>> Begin
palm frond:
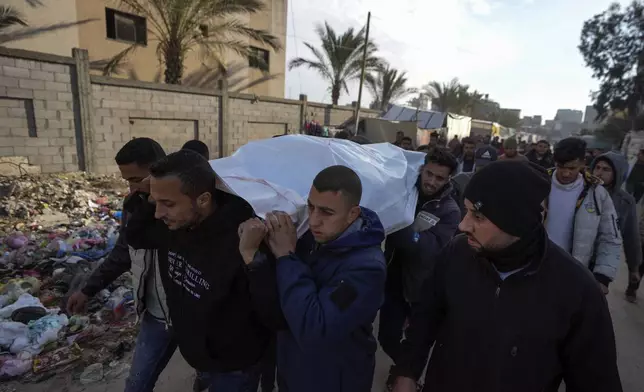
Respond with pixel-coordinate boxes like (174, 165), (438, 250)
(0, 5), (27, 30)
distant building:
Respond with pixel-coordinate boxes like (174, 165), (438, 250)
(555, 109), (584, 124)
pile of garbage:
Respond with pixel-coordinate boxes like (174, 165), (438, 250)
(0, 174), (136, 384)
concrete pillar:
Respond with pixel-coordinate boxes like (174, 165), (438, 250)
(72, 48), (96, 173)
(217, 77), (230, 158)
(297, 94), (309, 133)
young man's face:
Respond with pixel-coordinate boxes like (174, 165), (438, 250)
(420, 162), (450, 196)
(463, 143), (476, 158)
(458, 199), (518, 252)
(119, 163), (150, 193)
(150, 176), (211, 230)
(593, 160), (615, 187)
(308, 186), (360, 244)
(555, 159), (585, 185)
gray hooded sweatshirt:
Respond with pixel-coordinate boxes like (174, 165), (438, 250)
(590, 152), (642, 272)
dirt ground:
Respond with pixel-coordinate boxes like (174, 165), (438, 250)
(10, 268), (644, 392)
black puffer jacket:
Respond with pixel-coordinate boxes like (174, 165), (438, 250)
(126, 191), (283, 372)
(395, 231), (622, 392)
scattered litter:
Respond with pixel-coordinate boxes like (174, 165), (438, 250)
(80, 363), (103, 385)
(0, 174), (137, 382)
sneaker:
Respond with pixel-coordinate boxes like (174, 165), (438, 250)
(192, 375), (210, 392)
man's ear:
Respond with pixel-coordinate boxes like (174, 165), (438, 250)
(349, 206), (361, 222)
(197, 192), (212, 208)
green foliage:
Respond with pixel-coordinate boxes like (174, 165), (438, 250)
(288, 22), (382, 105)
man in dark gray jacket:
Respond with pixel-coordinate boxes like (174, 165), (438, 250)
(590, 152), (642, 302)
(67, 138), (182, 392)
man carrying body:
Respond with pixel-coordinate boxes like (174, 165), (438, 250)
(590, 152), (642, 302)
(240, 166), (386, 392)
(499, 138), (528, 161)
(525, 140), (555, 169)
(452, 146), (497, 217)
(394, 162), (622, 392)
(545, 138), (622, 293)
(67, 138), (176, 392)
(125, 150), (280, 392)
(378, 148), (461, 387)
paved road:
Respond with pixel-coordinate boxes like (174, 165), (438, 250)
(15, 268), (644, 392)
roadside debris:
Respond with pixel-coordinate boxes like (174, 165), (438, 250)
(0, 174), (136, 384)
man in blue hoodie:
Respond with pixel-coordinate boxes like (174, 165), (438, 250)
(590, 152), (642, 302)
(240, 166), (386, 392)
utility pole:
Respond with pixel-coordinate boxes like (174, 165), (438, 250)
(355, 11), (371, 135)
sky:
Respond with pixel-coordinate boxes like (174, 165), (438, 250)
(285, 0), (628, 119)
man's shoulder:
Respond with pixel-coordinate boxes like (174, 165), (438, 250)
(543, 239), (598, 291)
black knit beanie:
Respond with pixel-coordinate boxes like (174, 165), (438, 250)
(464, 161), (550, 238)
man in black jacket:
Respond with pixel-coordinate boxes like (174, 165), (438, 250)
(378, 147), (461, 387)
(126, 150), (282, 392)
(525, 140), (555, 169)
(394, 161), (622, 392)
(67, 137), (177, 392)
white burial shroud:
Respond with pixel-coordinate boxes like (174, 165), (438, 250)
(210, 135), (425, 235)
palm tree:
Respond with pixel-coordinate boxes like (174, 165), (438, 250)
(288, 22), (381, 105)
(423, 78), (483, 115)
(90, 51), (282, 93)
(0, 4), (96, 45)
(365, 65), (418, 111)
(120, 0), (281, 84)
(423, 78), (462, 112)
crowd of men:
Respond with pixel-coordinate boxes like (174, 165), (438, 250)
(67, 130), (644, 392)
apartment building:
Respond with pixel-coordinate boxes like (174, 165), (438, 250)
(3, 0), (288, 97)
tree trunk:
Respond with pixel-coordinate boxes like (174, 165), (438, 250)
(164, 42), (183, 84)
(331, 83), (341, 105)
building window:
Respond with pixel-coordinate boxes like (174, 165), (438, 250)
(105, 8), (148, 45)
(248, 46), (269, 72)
>> End
- **Exercise goal**
Put every line of the records above into a Markdown table with the columns Row and Line, numbering the rows in order and skipping blank lines. Leave the pictures out of the answer.

- **Correct output**
| Row | Line |
|---|---|
| 1 | palm frond: |
| 2 | Respond with pixel-coordinate boxes like (174, 165), (438, 250) |
| 3 | (0, 5), (27, 30) |
| 4 | distant building: |
| 5 | Respond with pixel-coordinate boxes like (174, 165), (438, 250) |
| 6 | (555, 109), (584, 124) |
| 7 | pile of garbage: |
| 8 | Respond with pixel-coordinate boxes like (174, 165), (438, 250) |
| 9 | (0, 174), (136, 384) |
| 10 | concrete pillar: |
| 11 | Respond with pixel-coordinate boxes like (174, 165), (438, 250) |
| 12 | (72, 48), (96, 173) |
| 13 | (217, 77), (230, 158) |
| 14 | (297, 94), (309, 133) |
| 15 | young man's face: |
| 16 | Respond with pixel-coordinate boxes like (174, 165), (438, 250) |
| 17 | (420, 162), (450, 196) |
| 18 | (463, 143), (476, 158) |
| 19 | (458, 199), (518, 252) |
| 20 | (119, 163), (150, 193) |
| 21 | (150, 176), (211, 230) |
| 22 | (593, 160), (615, 187) |
| 23 | (308, 186), (360, 244) |
| 24 | (555, 159), (585, 185) |
| 25 | gray hooded sweatshirt: |
| 26 | Respond with pixel-coordinate boxes like (174, 165), (438, 250) |
| 27 | (590, 152), (642, 272) |
| 28 | dirt ground: |
| 29 | Respond with pixel-coordinate boxes like (174, 165), (438, 250) |
| 30 | (10, 268), (644, 392) |
| 31 | black puffer jacket: |
| 32 | Respond with pixel-coordinate boxes like (174, 165), (438, 250) |
| 33 | (126, 191), (283, 372) |
| 34 | (395, 231), (622, 392) |
| 35 | scattered litter: |
| 36 | Respond with pixel-coordinate boxes like (174, 165), (438, 250) |
| 37 | (80, 363), (103, 385) |
| 38 | (0, 174), (137, 382) |
| 39 | sneaker: |
| 40 | Respond with pixel-coordinate boxes like (174, 165), (438, 250) |
| 41 | (192, 375), (210, 392) |
| 42 | man's ear: |
| 43 | Respond with pixel-coordinate boxes like (174, 165), (438, 250) |
| 44 | (349, 206), (361, 222) |
| 45 | (197, 192), (212, 208) |
| 46 | green foliage: |
| 47 | Respond with pixel-coordinate boxes like (174, 165), (438, 250) |
| 48 | (288, 22), (382, 105) |
| 49 | man in dark gray jacket: |
| 50 | Respond with pixel-coordinate boxes like (174, 165), (438, 250) |
| 51 | (590, 152), (642, 302) |
| 52 | (67, 138), (182, 392) |
| 53 | man carrying body: |
| 54 | Respond with pixel-coordinate boxes like (174, 165), (438, 250) |
| 55 | (590, 152), (642, 302) |
| 56 | (240, 166), (386, 392) |
| 57 | (499, 138), (528, 161) |
| 58 | (525, 140), (555, 169) |
| 59 | (452, 146), (497, 217) |
| 60 | (394, 162), (622, 392) |
| 61 | (545, 138), (622, 293) |
| 62 | (67, 138), (176, 392) |
| 63 | (125, 150), (280, 392) |
| 64 | (378, 148), (461, 387) |
| 65 | paved road: |
| 66 | Respond with pixel-coordinate boxes like (174, 165), (438, 250) |
| 67 | (15, 268), (644, 392) |
| 68 | roadside debris: |
| 69 | Respond with pixel-coordinate boxes like (174, 165), (438, 250) |
| 70 | (0, 174), (136, 384) |
| 71 | man in blue hoodie: |
| 72 | Respond with pixel-coordinate boxes like (174, 165), (438, 250) |
| 73 | (590, 152), (642, 302) |
| 74 | (240, 166), (386, 392) |
| 75 | utility pole: |
| 76 | Respond with pixel-coordinate boxes like (174, 165), (438, 250) |
| 77 | (355, 11), (371, 135) |
| 78 | sky: |
| 79 | Respond with pixel-coordinate boxes like (174, 165), (438, 250) |
| 80 | (285, 0), (628, 119) |
| 81 | man's shoulder: |
| 82 | Respond with pixel-coordinate boxes like (174, 165), (438, 250) |
| 83 | (543, 239), (598, 291) |
| 84 | black knit beanie: |
| 85 | Respond with pixel-coordinate boxes like (174, 165), (438, 250) |
| 86 | (464, 161), (550, 238) |
| 87 | man in black jacket: |
| 88 | Respond with pixel-coordinate boxes like (174, 165), (438, 250) |
| 89 | (378, 147), (461, 387) |
| 90 | (126, 150), (282, 392) |
| 91 | (525, 140), (555, 169) |
| 92 | (394, 161), (622, 392) |
| 93 | (67, 137), (177, 392) |
| 94 | white burial shroud: |
| 95 | Respond with pixel-coordinate boxes like (174, 165), (438, 250) |
| 96 | (210, 135), (425, 235) |
| 97 | palm tree: |
| 98 | Respond with pixel-coordinate boxes like (174, 165), (438, 250) |
| 99 | (288, 22), (381, 105) |
| 100 | (423, 78), (483, 115) |
| 101 | (90, 51), (282, 93) |
| 102 | (0, 4), (96, 45) |
| 103 | (365, 65), (418, 111) |
| 104 | (120, 0), (281, 84) |
| 105 | (423, 78), (462, 112) |
| 106 | crowd of men: |
| 107 | Respond with pixel-coordinate boxes like (174, 165), (438, 250) |
| 108 | (67, 130), (644, 392) |
| 109 | apartment building: |
| 110 | Respond with pixel-coordinate boxes like (174, 165), (438, 250) |
| 111 | (3, 0), (288, 97) |
| 112 | tree trunk: |
| 113 | Respond with pixel-coordinate boxes like (174, 165), (438, 250) |
| 114 | (164, 42), (183, 84) |
| 115 | (331, 83), (341, 105) |
| 116 | building window: |
| 117 | Respond with pixel-coordinate boxes like (174, 165), (438, 250) |
| 118 | (105, 8), (148, 45) |
| 119 | (248, 46), (269, 72) |